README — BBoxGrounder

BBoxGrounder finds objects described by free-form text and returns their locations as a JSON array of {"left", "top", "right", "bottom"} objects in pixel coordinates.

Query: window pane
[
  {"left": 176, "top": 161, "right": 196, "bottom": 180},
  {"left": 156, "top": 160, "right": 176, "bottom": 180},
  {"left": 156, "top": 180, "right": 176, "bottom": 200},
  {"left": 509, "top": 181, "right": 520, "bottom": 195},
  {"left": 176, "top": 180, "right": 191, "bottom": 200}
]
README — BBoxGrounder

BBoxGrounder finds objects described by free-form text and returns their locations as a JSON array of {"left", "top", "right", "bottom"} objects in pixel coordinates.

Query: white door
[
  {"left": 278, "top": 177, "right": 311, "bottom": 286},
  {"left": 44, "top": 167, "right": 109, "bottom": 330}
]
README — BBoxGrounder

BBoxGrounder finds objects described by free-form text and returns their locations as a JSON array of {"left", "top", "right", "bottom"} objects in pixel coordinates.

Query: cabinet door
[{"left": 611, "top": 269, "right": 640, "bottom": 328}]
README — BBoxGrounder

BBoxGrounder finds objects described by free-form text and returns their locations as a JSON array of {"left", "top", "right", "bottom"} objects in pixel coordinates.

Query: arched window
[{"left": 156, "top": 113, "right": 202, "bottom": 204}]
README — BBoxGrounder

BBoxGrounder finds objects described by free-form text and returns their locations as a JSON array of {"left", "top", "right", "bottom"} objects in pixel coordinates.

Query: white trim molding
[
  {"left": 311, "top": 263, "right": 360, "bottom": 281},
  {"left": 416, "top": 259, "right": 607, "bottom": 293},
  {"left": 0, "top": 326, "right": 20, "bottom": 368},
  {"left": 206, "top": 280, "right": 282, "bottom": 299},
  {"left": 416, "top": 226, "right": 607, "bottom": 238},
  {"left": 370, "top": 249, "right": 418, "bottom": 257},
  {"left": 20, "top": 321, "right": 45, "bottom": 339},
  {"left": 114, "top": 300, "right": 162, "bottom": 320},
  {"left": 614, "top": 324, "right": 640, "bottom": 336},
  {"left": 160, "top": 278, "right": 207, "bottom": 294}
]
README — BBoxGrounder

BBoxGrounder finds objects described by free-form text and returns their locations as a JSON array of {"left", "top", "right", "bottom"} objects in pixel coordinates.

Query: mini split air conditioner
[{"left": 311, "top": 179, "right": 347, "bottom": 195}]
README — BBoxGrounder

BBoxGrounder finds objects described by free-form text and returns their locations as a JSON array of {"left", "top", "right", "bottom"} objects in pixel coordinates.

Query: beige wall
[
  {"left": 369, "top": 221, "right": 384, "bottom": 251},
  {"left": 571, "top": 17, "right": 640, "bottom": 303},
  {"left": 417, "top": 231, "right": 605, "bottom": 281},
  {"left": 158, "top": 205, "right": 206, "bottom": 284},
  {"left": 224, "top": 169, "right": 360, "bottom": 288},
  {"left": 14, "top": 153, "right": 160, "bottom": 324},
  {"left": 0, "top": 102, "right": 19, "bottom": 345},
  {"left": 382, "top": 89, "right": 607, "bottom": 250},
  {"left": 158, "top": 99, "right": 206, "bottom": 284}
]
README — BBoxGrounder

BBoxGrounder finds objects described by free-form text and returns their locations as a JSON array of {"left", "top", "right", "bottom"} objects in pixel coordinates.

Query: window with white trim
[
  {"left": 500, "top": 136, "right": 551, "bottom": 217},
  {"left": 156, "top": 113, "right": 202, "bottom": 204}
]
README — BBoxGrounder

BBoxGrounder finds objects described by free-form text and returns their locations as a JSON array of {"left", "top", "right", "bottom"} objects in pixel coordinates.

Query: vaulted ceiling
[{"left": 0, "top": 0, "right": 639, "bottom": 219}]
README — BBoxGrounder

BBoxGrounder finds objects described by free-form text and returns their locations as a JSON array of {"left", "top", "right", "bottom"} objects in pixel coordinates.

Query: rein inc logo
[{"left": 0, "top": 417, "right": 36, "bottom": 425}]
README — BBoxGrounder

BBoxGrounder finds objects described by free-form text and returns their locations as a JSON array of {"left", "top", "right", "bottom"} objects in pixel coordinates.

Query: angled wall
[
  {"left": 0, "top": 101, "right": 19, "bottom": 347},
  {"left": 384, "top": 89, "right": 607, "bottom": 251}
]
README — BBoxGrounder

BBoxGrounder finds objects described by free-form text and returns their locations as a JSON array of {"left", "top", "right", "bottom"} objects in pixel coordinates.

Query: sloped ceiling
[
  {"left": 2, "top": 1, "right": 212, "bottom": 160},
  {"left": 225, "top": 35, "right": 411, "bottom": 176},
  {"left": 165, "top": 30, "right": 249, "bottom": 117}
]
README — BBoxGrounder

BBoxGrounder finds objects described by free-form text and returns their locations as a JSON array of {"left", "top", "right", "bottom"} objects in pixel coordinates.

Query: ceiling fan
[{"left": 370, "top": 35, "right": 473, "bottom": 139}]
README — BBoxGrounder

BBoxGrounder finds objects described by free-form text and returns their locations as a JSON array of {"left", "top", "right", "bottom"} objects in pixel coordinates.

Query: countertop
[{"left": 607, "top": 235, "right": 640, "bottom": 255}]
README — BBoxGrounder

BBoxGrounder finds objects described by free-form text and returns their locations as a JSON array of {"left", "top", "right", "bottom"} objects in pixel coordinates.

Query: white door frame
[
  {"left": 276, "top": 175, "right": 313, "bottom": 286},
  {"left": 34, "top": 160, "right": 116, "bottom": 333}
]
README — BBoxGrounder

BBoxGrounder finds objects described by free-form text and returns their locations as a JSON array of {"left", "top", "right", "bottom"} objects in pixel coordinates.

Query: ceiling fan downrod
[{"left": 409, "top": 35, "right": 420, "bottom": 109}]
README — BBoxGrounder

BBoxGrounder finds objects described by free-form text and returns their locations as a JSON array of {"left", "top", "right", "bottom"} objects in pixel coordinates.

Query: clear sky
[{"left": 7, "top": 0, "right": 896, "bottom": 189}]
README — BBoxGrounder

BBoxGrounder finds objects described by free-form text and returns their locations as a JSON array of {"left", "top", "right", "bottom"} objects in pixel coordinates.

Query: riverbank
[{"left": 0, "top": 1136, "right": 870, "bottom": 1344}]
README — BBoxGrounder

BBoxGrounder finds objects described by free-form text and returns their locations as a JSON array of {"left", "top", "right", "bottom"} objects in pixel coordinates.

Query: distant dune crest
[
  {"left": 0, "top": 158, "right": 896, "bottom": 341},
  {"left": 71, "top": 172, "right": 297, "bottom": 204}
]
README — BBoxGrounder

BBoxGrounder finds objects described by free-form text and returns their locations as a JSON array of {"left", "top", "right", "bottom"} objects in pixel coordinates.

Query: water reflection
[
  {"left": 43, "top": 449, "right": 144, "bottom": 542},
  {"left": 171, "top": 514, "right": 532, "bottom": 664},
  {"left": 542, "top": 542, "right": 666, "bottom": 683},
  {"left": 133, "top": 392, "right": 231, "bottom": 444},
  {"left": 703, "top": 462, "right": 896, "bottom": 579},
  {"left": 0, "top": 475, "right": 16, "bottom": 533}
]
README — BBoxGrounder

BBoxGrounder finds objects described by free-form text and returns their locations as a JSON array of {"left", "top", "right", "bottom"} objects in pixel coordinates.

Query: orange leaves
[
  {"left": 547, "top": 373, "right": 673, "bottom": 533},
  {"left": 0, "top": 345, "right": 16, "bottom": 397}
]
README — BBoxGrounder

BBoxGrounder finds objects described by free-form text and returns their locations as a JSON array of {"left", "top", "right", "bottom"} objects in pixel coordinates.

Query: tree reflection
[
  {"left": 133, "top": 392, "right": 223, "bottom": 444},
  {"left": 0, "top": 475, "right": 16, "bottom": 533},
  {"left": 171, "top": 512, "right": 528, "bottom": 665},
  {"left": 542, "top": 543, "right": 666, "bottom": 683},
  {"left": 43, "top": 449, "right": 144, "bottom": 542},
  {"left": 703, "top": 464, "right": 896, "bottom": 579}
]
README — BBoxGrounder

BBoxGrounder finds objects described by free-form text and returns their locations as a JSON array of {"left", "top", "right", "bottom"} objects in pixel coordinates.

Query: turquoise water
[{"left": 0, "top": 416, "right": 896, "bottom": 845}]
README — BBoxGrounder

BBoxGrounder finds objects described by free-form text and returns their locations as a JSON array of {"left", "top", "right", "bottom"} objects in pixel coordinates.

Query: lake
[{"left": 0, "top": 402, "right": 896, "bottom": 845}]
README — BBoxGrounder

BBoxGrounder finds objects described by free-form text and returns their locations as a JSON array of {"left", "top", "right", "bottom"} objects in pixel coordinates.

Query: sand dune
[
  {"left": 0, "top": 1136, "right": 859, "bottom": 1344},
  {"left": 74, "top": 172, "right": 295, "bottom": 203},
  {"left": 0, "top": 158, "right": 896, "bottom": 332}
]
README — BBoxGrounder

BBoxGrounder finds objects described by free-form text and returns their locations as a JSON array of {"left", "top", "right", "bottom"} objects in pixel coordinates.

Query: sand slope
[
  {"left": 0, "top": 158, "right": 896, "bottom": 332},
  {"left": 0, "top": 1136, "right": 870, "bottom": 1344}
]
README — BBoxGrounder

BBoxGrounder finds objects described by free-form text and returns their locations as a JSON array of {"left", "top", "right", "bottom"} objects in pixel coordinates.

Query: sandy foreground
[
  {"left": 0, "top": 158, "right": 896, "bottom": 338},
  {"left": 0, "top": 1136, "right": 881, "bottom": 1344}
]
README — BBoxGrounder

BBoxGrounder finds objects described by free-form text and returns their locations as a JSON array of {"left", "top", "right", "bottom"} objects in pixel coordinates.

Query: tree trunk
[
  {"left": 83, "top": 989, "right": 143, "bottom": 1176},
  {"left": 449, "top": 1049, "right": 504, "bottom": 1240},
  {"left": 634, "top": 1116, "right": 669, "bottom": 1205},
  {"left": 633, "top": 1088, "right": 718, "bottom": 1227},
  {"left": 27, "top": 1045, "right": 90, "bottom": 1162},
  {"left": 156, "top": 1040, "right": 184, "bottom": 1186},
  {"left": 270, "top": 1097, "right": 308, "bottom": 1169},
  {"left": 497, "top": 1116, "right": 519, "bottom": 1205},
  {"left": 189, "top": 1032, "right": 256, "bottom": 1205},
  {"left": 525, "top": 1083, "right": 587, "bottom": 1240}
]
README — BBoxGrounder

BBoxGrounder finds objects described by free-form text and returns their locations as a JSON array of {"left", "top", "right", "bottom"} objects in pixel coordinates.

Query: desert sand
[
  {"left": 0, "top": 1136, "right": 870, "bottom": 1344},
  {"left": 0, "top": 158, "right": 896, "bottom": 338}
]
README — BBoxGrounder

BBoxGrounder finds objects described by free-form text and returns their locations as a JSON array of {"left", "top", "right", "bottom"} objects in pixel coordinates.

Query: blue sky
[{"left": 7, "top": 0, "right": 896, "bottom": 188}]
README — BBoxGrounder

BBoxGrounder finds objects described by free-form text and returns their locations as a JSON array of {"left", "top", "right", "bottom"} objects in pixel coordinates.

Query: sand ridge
········
[Your goal]
Gather each line of the material above that contains the word "ceiling". Case counts.

[Exercise output]
Query: vaulted ceiling
Query: sloped ceiling
Query: ceiling fan
Query: ceiling fan downrod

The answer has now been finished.